Point annotation dataset rows
--- START ---

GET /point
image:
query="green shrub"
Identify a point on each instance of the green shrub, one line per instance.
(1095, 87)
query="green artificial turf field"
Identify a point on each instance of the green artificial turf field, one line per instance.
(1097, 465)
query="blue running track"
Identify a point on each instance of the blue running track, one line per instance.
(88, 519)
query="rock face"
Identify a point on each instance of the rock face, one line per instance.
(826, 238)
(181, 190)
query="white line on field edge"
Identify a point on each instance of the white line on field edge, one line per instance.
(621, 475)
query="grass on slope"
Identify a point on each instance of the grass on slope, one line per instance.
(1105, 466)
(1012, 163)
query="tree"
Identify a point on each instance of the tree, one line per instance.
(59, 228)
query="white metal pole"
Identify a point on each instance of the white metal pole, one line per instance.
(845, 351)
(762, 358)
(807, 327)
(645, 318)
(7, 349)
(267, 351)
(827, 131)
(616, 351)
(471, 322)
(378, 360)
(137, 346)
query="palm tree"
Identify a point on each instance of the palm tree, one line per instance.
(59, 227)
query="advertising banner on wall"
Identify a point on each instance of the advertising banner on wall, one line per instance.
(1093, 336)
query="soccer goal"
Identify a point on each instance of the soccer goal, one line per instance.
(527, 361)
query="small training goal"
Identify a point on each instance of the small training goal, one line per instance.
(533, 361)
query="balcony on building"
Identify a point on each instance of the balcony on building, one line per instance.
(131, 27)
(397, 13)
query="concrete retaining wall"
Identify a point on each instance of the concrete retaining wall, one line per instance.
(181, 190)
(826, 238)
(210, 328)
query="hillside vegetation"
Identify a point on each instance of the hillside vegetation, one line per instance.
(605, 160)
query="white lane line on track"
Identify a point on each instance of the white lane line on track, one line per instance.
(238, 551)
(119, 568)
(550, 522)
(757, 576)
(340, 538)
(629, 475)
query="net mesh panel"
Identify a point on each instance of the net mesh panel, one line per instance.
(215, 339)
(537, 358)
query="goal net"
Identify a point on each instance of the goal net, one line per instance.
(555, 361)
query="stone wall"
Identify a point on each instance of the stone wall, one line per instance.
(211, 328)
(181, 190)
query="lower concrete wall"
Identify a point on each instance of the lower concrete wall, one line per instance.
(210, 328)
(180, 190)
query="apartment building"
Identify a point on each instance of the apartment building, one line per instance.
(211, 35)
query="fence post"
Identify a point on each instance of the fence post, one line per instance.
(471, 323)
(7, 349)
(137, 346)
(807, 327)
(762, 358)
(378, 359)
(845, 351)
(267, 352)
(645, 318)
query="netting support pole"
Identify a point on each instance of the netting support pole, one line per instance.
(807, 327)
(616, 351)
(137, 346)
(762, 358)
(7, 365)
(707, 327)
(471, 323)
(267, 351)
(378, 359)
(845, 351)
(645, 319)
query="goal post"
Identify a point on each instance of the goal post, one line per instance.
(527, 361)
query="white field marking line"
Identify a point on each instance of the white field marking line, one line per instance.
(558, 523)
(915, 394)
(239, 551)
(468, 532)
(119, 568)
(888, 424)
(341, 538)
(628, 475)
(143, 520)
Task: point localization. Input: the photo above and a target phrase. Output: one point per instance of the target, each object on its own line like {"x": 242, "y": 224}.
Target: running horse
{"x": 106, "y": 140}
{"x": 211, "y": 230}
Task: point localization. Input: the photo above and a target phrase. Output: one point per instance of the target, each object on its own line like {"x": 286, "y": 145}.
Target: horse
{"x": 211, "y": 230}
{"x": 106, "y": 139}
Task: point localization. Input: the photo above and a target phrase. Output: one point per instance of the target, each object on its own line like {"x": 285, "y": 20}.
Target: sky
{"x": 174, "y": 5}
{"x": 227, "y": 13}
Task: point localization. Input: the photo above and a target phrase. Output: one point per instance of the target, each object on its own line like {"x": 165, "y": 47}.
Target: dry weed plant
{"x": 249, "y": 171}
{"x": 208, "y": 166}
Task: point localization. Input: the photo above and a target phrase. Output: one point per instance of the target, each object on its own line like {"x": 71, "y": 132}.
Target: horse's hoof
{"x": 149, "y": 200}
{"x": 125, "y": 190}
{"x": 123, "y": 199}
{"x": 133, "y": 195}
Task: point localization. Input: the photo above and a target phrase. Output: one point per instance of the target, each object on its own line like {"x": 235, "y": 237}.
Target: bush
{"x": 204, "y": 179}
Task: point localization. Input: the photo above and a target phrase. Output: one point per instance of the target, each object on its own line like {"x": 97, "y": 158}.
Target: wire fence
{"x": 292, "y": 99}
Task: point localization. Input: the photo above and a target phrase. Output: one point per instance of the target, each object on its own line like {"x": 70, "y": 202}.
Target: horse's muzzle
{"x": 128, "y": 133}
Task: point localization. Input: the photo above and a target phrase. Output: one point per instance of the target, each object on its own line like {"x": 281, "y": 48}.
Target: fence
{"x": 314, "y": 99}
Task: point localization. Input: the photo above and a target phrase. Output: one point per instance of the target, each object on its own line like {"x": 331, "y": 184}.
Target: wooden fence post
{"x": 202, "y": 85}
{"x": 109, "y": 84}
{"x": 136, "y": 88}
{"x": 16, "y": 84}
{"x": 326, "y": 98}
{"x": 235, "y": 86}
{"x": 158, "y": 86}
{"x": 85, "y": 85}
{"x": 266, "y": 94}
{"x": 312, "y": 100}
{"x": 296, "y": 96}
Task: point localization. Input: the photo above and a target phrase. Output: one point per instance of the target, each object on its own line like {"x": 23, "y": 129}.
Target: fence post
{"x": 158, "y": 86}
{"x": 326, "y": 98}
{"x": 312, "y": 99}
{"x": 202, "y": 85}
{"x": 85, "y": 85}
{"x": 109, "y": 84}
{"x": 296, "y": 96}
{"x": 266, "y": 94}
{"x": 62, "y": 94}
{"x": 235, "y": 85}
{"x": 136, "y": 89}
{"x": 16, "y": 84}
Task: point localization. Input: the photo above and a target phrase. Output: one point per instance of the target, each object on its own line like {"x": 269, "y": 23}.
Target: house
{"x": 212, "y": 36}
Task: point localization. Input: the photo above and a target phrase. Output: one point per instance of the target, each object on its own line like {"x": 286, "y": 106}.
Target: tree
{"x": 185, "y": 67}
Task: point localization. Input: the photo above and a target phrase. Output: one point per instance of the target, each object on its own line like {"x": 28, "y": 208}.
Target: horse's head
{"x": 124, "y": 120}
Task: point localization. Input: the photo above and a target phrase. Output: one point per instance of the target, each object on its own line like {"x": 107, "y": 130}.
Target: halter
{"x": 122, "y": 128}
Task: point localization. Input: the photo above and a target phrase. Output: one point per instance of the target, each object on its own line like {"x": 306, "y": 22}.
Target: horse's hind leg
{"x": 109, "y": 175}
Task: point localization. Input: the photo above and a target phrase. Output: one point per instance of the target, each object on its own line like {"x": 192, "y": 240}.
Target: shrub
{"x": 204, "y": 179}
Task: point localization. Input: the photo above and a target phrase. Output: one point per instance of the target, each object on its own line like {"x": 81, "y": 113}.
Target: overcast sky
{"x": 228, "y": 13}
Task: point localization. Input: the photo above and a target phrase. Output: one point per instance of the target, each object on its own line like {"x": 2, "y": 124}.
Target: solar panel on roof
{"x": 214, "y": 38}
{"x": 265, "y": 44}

--- END ---

Extract every line in the rows above that contains the string "field", treating uppercase and lowercase letters as distinct.

### SOLUTION TO THE PROBLEM
query="green artificial turf field"
Identify a point on each instance of the green artificial turf field, one line per instance.
query="white line on field edge"
Identify a point on each instance of the white line on field edge, one line per instance.
query="white field marking line"
Identify a point on each instance of the white field marking line, one line per instance.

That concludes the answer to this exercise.